[Named object pointing entries]
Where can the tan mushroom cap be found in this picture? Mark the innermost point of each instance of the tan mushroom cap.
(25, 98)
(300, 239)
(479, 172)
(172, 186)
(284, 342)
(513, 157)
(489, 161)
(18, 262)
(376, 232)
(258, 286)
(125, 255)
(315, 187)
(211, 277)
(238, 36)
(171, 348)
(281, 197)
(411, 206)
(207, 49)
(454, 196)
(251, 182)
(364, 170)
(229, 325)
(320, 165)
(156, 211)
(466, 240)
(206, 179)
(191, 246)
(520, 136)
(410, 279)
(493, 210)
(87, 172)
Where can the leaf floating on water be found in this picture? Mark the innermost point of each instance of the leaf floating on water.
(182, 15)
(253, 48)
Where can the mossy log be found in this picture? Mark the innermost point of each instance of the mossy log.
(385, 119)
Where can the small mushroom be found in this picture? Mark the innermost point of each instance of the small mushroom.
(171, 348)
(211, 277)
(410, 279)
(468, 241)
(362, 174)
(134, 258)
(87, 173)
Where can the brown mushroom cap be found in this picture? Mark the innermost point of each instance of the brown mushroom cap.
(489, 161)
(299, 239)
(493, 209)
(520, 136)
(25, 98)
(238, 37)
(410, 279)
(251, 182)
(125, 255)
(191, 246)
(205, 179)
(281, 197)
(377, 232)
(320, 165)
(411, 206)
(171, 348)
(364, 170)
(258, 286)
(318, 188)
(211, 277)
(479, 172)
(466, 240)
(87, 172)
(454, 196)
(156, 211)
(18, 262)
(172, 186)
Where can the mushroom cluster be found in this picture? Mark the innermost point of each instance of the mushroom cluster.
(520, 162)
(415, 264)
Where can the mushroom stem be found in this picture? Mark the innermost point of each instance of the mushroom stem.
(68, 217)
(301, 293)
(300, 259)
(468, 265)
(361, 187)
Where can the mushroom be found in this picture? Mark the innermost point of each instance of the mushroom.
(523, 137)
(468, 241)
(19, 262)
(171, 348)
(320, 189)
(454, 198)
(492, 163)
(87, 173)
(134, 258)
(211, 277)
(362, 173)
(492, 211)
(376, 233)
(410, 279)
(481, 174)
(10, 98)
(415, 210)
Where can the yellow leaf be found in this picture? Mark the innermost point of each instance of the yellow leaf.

| WHAT YOU WILL DO |
Rewrite all of the material above with "innermost point" changed to "central point" everywhere it occurs, leaving everything else as it is.

| OUTPUT BELOW |
Where can the tan mushroom cap be found in this picture? Mark the central point of each instance of the tan mushroom cap.
(25, 98)
(300, 239)
(479, 172)
(172, 186)
(284, 342)
(513, 157)
(489, 161)
(18, 262)
(376, 232)
(258, 286)
(125, 255)
(315, 187)
(211, 277)
(238, 36)
(171, 348)
(281, 197)
(411, 206)
(207, 49)
(454, 196)
(251, 182)
(364, 170)
(229, 325)
(320, 165)
(156, 211)
(466, 240)
(206, 179)
(191, 246)
(520, 136)
(410, 279)
(493, 210)
(87, 172)
Where can the leaf floating on water be found in this picture? Mark the central point of each instance of the leaf floating on water.
(182, 15)
(253, 48)
Where can the mossy log be found in this picture? Mark the central point of each instance of the mossy log.
(385, 119)
Where can the small mushroom be found in this picture? Mark the central point of each instance of the small mushroom.
(171, 348)
(211, 277)
(410, 279)
(468, 241)
(362, 174)
(134, 258)
(87, 173)
Where can the brown mushroom cap be found in this picture? Mark the central point of each instance of the brown mushroom cap.
(489, 161)
(299, 239)
(493, 209)
(520, 136)
(25, 98)
(238, 37)
(410, 279)
(251, 182)
(125, 255)
(191, 246)
(205, 179)
(281, 197)
(377, 232)
(320, 165)
(411, 206)
(171, 348)
(364, 170)
(258, 286)
(318, 188)
(211, 277)
(479, 172)
(466, 240)
(87, 172)
(454, 196)
(156, 211)
(18, 262)
(172, 186)
Where can the mushroom cluster be found in this picture? Mark the central point of each instance of the mushroom cluster.
(520, 162)
(415, 264)
Where can the mushroom stem be found in this picture? Mark the central point of each instance of the mushroom stem.
(68, 217)
(301, 293)
(300, 259)
(468, 265)
(361, 187)
Where can the mushroom be found in this picture? Mark the central point of each instance of the mushroom.
(523, 137)
(468, 241)
(19, 262)
(171, 348)
(320, 189)
(454, 198)
(492, 163)
(87, 173)
(134, 258)
(211, 277)
(362, 173)
(492, 211)
(376, 233)
(410, 279)
(481, 174)
(10, 98)
(415, 210)
Where can the yellow leaf be found in this picture? Mark the central point of each instance of the yellow leaf.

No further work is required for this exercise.